**Work item**: Could you print every entry below exactly as given?

[Stored items from a collection]
-- Opening Marker --

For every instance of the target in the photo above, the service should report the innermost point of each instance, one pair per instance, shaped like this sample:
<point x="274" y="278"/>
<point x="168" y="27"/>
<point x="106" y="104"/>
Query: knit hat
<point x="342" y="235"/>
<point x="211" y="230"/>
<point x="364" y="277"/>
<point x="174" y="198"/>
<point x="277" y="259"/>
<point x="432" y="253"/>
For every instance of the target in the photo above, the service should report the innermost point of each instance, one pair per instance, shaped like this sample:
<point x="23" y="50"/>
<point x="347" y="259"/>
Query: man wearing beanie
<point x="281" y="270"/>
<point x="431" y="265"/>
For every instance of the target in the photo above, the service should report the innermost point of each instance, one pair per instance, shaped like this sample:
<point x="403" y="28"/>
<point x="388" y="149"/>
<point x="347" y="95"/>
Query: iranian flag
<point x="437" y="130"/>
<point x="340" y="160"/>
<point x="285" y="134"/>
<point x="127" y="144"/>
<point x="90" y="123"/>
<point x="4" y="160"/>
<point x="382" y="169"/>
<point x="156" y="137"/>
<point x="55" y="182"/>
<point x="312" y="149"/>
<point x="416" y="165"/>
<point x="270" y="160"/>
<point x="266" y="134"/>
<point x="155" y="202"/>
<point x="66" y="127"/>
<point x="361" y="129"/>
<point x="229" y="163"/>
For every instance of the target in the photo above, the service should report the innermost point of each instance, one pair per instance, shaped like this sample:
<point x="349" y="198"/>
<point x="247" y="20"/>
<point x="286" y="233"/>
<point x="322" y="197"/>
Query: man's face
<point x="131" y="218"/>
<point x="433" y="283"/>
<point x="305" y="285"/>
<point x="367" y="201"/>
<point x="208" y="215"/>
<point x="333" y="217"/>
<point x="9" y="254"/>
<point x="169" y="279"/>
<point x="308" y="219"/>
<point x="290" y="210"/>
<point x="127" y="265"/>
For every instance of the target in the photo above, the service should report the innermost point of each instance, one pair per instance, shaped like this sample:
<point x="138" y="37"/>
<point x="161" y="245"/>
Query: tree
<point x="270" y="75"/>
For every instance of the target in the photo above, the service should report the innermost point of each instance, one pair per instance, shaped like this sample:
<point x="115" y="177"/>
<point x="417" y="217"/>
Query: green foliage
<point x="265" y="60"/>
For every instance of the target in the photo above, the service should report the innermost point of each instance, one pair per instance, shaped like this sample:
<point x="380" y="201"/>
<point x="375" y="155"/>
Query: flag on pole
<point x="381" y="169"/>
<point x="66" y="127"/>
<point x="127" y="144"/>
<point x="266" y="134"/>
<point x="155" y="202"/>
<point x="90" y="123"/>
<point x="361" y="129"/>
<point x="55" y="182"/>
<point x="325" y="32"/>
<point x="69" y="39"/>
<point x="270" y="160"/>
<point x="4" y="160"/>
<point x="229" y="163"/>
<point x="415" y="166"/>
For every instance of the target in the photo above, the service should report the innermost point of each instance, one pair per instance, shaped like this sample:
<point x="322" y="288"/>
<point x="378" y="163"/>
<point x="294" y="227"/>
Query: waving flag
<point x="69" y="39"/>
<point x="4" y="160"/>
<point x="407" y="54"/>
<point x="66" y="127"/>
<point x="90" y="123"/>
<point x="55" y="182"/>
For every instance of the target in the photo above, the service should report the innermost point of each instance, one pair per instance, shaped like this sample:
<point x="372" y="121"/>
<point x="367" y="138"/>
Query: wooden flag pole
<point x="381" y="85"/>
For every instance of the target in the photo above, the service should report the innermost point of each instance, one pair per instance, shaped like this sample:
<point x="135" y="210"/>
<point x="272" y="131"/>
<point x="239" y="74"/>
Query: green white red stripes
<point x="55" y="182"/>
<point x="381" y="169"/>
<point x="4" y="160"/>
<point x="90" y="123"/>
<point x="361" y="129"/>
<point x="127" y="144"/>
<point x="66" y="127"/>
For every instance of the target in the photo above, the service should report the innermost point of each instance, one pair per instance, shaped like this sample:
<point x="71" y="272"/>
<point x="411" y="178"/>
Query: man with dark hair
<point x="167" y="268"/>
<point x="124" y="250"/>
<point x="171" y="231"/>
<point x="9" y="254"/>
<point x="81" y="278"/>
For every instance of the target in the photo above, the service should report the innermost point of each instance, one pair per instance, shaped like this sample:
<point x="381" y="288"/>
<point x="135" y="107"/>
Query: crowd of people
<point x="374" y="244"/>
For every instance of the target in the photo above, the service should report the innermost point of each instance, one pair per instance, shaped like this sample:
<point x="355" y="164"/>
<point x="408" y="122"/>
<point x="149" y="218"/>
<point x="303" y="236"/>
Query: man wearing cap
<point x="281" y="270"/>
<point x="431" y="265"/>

-- Closing Marker --

**Solution**:
For every instance of the target in the photo above, the service should report the innermost point of each instance, one pair per instance, shaped like this sample:
<point x="274" y="278"/>
<point x="168" y="27"/>
<point x="106" y="104"/>
Query: knit hat
<point x="342" y="235"/>
<point x="211" y="230"/>
<point x="364" y="277"/>
<point x="174" y="198"/>
<point x="277" y="259"/>
<point x="432" y="253"/>
For every instance of the target in the photo above, the service should report the innermost point of each instance, one pair per instance, shaped like this sample:
<point x="23" y="50"/>
<point x="347" y="259"/>
Query: man wearing beanie
<point x="281" y="270"/>
<point x="431" y="265"/>
For every instance of the target in the photo above, the service should report the innermost point of each instance, one pair per instance, shaped like this sample:
<point x="403" y="28"/>
<point x="388" y="149"/>
<point x="347" y="95"/>
Query: iranian flag
<point x="437" y="130"/>
<point x="340" y="160"/>
<point x="285" y="134"/>
<point x="127" y="144"/>
<point x="90" y="123"/>
<point x="4" y="160"/>
<point x="382" y="169"/>
<point x="156" y="137"/>
<point x="55" y="182"/>
<point x="312" y="149"/>
<point x="416" y="165"/>
<point x="270" y="160"/>
<point x="266" y="134"/>
<point x="155" y="202"/>
<point x="66" y="127"/>
<point x="361" y="129"/>
<point x="229" y="163"/>
For every instance of the target in the photo above, the service should report the innermost point of each instance, one pair per instance, shaped like this sample:
<point x="349" y="198"/>
<point x="247" y="20"/>
<point x="286" y="233"/>
<point x="322" y="197"/>
Query: man's face
<point x="131" y="218"/>
<point x="433" y="283"/>
<point x="305" y="285"/>
<point x="367" y="201"/>
<point x="208" y="215"/>
<point x="333" y="217"/>
<point x="9" y="254"/>
<point x="169" y="279"/>
<point x="308" y="219"/>
<point x="290" y="210"/>
<point x="127" y="265"/>
For every instance of the target in the photo above, the service should report the innermost point of each instance, one pair per instance, shaped like this sample:
<point x="138" y="37"/>
<point x="161" y="245"/>
Query: tree
<point x="270" y="75"/>
For every instance of the target in the photo above, the service should report the innermost point of each instance, one pair per instance, shaped like this sample:
<point x="115" y="177"/>
<point x="417" y="217"/>
Query: green foliage
<point x="265" y="60"/>
For every instance of the target in the photo above, the service should report the innermost point of each instance, one pair per instance, shaped like this sample:
<point x="380" y="201"/>
<point x="375" y="155"/>
Query: flag on pole
<point x="381" y="169"/>
<point x="66" y="127"/>
<point x="127" y="144"/>
<point x="266" y="134"/>
<point x="155" y="202"/>
<point x="90" y="123"/>
<point x="361" y="129"/>
<point x="55" y="182"/>
<point x="325" y="32"/>
<point x="69" y="39"/>
<point x="270" y="160"/>
<point x="4" y="160"/>
<point x="229" y="163"/>
<point x="415" y="166"/>
For every instance of the target in the photo above, the service should report the innermost point of each instance, one pair per instance, shaped like this sample:
<point x="322" y="288"/>
<point x="378" y="163"/>
<point x="294" y="227"/>
Query: waving flag
<point x="69" y="39"/>
<point x="4" y="160"/>
<point x="407" y="54"/>
<point x="66" y="127"/>
<point x="90" y="123"/>
<point x="55" y="182"/>
For every instance of the target in the photo above, the service should report the innermost point of each instance, one pair per instance, shaped like this sample:
<point x="372" y="121"/>
<point x="367" y="138"/>
Query: wooden flag pole
<point x="381" y="85"/>
For every instance of the target in the photo above, the service should report the innermost point of each instance, one pair per instance, shaped like this sample:
<point x="135" y="210"/>
<point x="272" y="131"/>
<point x="239" y="74"/>
Query: green white red stripes
<point x="55" y="182"/>
<point x="381" y="169"/>
<point x="4" y="160"/>
<point x="90" y="123"/>
<point x="361" y="129"/>
<point x="127" y="144"/>
<point x="66" y="127"/>
For every instance of the target in the photo above, the service should report the innermost point of each instance, one pair per instance, shaped like this sample:
<point x="71" y="272"/>
<point x="411" y="178"/>
Query: man with dark hair
<point x="167" y="268"/>
<point x="124" y="250"/>
<point x="171" y="231"/>
<point x="9" y="254"/>
<point x="81" y="278"/>
For every instance of the target in the photo above, the service should report the innermost point of each instance, one pair per instance, shaped like this sample:
<point x="381" y="288"/>
<point x="135" y="107"/>
Query: crowd of people
<point x="374" y="244"/>
For every instance of the target in the photo above, the service should report the innermost point of each instance, one pair per instance, shaped like this sample:
<point x="355" y="164"/>
<point x="408" y="122"/>
<point x="149" y="218"/>
<point x="303" y="236"/>
Query: man wearing cap
<point x="281" y="270"/>
<point x="431" y="265"/>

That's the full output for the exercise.